AIM OF THE TASK
The answer is a number and only a number: how many lines of the data include the string "instance"?

EXTRACTED INFORMATION

━━━━━━

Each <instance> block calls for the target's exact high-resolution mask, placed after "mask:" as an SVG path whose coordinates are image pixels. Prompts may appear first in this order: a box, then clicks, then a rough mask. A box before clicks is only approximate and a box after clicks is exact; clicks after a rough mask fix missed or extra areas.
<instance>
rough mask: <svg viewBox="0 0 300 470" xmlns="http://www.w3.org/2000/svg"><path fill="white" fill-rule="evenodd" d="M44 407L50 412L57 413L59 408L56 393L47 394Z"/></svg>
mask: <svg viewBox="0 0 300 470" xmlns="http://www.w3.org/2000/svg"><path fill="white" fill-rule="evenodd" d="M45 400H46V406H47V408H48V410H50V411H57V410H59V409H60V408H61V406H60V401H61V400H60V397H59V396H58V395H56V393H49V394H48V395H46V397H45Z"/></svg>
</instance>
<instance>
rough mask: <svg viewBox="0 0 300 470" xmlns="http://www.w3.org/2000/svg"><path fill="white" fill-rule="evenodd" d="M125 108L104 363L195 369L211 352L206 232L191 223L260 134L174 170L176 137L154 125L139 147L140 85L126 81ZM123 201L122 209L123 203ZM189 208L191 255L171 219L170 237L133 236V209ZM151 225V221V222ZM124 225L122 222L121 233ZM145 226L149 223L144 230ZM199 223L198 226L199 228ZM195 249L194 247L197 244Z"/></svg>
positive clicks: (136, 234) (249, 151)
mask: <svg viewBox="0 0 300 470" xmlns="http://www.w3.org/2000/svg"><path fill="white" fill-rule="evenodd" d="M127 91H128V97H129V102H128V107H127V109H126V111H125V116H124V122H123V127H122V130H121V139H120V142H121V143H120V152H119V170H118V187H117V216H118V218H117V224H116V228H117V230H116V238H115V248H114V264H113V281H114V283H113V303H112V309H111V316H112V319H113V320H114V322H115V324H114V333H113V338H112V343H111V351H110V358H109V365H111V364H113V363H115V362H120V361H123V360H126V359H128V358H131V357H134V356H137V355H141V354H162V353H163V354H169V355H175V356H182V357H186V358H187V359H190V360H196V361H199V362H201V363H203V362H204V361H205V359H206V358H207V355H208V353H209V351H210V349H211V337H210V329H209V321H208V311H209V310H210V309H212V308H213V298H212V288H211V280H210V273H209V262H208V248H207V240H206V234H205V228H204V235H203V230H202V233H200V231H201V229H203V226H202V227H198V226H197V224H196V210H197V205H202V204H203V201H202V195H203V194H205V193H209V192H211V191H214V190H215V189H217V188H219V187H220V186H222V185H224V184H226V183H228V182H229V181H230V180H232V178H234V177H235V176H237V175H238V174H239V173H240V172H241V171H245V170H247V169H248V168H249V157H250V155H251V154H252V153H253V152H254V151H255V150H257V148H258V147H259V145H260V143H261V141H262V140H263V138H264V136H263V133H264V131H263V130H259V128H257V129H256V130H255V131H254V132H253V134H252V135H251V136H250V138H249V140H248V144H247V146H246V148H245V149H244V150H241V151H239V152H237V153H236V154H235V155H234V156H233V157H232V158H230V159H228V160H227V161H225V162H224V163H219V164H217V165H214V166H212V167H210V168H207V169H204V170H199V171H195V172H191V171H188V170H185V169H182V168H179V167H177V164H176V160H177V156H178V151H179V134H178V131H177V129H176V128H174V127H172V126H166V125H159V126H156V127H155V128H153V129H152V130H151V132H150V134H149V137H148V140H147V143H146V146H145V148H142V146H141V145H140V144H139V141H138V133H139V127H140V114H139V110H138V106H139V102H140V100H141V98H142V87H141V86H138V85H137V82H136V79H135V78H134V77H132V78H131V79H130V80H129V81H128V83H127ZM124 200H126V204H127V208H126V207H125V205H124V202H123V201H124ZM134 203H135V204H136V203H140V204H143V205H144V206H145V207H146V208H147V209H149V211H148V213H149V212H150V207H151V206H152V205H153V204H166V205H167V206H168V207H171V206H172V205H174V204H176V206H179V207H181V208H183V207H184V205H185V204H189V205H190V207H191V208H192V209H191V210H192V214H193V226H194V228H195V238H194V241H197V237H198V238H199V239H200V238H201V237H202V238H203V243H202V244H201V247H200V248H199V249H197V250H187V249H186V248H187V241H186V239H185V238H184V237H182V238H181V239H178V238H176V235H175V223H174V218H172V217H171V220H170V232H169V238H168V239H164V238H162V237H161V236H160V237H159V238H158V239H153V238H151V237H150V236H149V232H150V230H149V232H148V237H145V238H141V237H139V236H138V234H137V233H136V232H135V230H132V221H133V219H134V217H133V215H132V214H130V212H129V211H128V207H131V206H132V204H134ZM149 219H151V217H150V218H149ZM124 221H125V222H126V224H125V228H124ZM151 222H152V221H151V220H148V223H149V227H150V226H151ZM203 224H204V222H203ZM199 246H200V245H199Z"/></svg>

━━━━━━

OUTPUT OF THE TASK
4